### WHAT IS REQUIRED
Each entry should be quoted word for word, including every mark of punctuation.

>> start

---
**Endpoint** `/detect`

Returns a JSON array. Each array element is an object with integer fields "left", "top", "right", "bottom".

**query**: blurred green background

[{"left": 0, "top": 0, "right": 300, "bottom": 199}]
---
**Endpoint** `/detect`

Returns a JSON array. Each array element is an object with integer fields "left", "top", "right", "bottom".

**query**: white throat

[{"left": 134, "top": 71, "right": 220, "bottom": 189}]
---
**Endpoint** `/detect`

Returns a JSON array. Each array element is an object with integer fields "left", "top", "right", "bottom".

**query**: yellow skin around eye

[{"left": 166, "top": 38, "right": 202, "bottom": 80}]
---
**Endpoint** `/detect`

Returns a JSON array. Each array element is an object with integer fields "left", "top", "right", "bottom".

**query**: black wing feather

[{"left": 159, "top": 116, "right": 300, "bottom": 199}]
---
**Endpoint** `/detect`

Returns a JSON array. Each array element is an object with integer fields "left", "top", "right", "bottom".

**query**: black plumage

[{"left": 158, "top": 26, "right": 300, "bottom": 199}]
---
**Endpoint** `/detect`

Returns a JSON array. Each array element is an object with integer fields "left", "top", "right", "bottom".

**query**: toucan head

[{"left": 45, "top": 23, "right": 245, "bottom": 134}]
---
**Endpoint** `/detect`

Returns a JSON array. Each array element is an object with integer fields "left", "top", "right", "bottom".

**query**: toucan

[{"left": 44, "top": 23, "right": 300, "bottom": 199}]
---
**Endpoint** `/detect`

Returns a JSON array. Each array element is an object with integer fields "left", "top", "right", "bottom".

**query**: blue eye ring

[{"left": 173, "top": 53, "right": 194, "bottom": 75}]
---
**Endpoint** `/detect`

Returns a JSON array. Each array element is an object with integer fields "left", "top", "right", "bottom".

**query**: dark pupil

>> end

### SOLUTION FOR THIS PROBLEM
---
**Endpoint** `/detect`

Returns a JSON array. Each array element is an object with integer fields "left", "top", "right", "bottom".

**query**: blurred green background

[{"left": 0, "top": 0, "right": 300, "bottom": 199}]
---
**Endpoint** `/detect`

Returns a JSON array. Each array element is an object with integer fields "left", "top", "right", "bottom".

**query**: white throat

[{"left": 134, "top": 71, "right": 220, "bottom": 189}]
---
**Endpoint** `/detect`

Returns a JSON array. Each array element is an object with integer fields "left", "top", "right", "bottom".

**query**: yellow skin around eye

[{"left": 166, "top": 38, "right": 202, "bottom": 80}]
---
**Endpoint** `/detect`

Returns a JSON array. Each array element is an object with integer fields "left", "top", "right", "bottom".

**query**: black wing feather

[{"left": 159, "top": 116, "right": 300, "bottom": 199}]
---
**Endpoint** `/detect`

Returns a JSON array. Each array element is an object with integer fields "left", "top", "right", "bottom".

**query**: black plumage

[{"left": 158, "top": 26, "right": 300, "bottom": 199}]
---
**Endpoint** `/detect`

Returns a JSON array. Each array element is an object with integer fields "left", "top", "right", "bottom".

**query**: toucan head

[{"left": 45, "top": 23, "right": 245, "bottom": 134}]
---
**Endpoint** `/detect`

Returns a JSON array. Each array element is an object with integer fields "left", "top", "right", "bottom".

**query**: toucan

[{"left": 44, "top": 23, "right": 300, "bottom": 199}]
---
**Endpoint** `/detect`

Returns a JSON array. Each array element is an object with integer fields "left", "top", "right", "bottom".

**query**: blue eye ring

[{"left": 173, "top": 53, "right": 194, "bottom": 75}]
---
**Endpoint** `/detect`

Returns a JSON array. Each array element is an object with integer fields "left", "top", "right", "bottom".

**query**: dark pupil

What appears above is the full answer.